Picture annotation listing:

------------------------------------

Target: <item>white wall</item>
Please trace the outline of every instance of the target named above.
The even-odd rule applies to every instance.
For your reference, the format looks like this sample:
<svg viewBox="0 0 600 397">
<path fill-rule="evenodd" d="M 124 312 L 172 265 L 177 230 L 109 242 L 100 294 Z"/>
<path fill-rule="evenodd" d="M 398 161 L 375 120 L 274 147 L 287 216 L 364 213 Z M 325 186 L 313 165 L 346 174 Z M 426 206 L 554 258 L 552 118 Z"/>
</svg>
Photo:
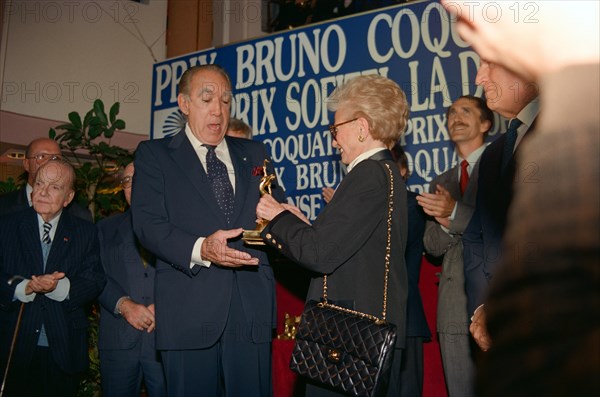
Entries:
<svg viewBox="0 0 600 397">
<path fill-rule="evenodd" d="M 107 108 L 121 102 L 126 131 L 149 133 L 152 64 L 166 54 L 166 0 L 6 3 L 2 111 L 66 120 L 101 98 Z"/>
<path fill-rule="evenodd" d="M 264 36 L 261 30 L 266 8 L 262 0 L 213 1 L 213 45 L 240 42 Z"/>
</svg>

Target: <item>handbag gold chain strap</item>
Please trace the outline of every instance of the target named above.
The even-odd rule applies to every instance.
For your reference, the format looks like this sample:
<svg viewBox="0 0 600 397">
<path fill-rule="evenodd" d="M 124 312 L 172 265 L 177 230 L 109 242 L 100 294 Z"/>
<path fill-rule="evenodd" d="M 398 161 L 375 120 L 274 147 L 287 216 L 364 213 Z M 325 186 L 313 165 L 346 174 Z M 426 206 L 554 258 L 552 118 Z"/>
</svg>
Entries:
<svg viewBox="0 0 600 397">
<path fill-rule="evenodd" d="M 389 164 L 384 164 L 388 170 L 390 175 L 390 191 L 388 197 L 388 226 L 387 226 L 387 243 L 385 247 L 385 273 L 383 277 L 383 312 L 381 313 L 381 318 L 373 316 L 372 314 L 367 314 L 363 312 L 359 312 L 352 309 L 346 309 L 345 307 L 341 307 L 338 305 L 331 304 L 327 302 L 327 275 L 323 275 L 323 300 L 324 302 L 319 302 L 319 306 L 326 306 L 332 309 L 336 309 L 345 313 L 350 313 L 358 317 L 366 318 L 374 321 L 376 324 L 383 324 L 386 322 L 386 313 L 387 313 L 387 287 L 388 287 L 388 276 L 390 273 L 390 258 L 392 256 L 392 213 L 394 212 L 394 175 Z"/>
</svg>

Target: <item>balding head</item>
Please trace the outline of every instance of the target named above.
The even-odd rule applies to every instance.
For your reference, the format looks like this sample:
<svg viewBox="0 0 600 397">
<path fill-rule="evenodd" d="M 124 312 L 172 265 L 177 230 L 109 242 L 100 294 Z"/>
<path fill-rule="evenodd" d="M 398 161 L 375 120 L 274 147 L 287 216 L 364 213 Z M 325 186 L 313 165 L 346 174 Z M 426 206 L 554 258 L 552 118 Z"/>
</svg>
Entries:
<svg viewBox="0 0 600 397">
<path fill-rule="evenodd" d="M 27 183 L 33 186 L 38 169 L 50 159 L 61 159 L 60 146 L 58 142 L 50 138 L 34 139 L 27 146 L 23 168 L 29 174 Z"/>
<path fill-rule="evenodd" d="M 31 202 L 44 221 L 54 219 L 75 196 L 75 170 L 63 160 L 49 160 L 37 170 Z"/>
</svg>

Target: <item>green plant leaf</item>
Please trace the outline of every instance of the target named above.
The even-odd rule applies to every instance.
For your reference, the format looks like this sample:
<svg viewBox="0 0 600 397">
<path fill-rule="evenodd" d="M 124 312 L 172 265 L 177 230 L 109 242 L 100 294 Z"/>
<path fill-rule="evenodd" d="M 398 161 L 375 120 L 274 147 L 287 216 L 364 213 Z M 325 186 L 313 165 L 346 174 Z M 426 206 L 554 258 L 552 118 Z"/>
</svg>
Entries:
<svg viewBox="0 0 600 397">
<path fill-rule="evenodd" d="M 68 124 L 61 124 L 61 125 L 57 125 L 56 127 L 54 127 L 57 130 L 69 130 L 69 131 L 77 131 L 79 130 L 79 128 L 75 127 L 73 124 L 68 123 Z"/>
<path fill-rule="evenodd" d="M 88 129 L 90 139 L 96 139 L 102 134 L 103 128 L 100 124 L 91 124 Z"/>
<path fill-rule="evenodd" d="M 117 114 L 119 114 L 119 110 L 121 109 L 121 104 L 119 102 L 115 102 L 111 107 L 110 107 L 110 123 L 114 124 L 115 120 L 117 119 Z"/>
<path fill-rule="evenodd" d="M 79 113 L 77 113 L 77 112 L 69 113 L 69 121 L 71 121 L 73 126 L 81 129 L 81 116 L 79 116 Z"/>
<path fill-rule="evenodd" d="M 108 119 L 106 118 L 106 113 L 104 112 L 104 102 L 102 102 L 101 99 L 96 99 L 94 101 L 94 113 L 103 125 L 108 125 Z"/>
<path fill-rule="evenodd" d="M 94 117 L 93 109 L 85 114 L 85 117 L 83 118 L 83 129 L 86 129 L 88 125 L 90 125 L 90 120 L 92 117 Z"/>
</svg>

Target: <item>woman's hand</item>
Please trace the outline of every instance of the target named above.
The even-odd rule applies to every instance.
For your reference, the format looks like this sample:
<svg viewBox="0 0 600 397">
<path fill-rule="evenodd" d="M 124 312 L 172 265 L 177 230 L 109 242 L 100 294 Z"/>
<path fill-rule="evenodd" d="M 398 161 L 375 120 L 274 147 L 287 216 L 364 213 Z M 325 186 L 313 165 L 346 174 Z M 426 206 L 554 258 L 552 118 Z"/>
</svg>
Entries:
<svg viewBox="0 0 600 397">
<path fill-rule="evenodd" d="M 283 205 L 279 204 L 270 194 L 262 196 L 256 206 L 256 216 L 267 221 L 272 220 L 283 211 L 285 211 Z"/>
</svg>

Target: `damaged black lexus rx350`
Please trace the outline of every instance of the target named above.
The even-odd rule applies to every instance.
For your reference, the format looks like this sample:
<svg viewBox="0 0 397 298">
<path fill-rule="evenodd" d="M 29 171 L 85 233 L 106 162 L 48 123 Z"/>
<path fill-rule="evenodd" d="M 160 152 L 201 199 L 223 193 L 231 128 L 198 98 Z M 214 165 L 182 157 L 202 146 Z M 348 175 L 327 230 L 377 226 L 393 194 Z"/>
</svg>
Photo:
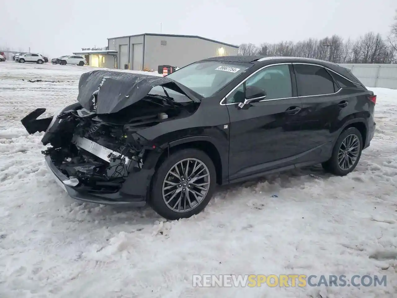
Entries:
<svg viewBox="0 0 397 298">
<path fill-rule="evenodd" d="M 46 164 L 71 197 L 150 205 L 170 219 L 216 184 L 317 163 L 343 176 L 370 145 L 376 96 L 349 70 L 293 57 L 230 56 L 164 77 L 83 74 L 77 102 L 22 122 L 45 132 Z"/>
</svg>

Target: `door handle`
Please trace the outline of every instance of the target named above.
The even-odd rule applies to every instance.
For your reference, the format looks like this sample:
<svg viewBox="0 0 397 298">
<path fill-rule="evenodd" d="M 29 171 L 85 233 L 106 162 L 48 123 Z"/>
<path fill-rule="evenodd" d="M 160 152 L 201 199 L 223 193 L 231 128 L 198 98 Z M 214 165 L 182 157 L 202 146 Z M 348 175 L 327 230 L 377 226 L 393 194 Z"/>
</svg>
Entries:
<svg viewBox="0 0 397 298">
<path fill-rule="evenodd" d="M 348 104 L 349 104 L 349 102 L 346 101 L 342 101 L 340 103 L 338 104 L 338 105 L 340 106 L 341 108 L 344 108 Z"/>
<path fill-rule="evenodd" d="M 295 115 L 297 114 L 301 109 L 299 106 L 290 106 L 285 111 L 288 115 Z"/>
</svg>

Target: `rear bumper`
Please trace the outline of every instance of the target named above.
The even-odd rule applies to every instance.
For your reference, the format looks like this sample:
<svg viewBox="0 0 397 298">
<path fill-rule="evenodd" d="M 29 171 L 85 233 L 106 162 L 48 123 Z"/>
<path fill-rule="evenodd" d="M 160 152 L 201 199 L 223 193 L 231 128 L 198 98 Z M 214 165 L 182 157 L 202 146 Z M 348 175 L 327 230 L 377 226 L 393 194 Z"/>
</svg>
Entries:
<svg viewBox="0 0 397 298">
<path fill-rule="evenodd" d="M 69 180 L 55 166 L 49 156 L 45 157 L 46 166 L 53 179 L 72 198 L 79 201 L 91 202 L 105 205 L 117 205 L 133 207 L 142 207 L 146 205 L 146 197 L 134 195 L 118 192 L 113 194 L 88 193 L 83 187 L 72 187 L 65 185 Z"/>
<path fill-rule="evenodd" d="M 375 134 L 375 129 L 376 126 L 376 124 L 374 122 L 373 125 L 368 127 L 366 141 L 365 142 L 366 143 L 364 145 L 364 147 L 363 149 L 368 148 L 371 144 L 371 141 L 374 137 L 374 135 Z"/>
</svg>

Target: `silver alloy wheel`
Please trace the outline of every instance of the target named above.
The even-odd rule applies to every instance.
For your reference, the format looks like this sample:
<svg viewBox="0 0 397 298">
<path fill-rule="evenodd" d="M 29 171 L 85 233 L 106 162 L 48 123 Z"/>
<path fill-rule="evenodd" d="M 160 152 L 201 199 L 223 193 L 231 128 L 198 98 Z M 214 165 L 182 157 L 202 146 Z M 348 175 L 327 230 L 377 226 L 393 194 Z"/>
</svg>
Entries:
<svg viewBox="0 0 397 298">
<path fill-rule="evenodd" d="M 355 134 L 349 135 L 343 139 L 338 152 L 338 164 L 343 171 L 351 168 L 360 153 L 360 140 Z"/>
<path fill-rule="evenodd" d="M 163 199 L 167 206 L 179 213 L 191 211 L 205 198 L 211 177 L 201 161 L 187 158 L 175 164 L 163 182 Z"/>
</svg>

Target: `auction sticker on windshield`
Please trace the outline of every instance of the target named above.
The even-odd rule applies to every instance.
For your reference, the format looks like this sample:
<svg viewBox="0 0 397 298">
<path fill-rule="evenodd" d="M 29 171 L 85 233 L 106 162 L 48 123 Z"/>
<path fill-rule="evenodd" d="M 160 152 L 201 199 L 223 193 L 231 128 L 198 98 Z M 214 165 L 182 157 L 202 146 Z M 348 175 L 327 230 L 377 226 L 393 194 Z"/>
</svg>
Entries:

------------------------------------

WRITTEN INSTRUCTION:
Starting with the line that contains "Target: <item>green plant leaf</item>" and going on through the line that contains "108 119 L 106", rewrite those lines of the listing with "occurrence" substituted for "instance", leaving everything else unchanged.

TASK ANSWER:
Target: <item>green plant leaf</item>
Please trace the outline of every occurrence of the target named above.
The even-odd rule applies to every occurrence.
For your reference, the format looks like this sample:
<svg viewBox="0 0 600 397">
<path fill-rule="evenodd" d="M 124 312 L 172 265 L 177 230 L 109 242 L 100 294 Z"/>
<path fill-rule="evenodd" d="M 398 161 L 375 120 L 274 147 L 287 216 L 364 213 Z M 325 186 L 313 165 L 346 174 Z M 426 206 L 554 258 L 552 118 Z"/>
</svg>
Entries:
<svg viewBox="0 0 600 397">
<path fill-rule="evenodd" d="M 68 124 L 61 124 L 61 125 L 57 125 L 56 127 L 54 127 L 57 130 L 69 130 L 69 131 L 77 131 L 79 130 L 79 128 L 75 127 L 73 124 L 68 123 Z"/>
<path fill-rule="evenodd" d="M 88 129 L 90 139 L 96 139 L 102 134 L 103 128 L 100 124 L 91 124 Z"/>
<path fill-rule="evenodd" d="M 117 114 L 119 114 L 119 110 L 121 109 L 121 104 L 119 102 L 115 102 L 111 107 L 110 107 L 110 123 L 114 124 L 115 120 L 117 119 Z"/>
<path fill-rule="evenodd" d="M 79 113 L 77 113 L 77 112 L 69 113 L 69 121 L 71 121 L 73 126 L 81 129 L 81 116 L 79 116 Z"/>
<path fill-rule="evenodd" d="M 108 119 L 106 118 L 106 113 L 104 112 L 104 102 L 102 102 L 101 99 L 96 99 L 94 101 L 94 113 L 103 125 L 108 125 Z"/>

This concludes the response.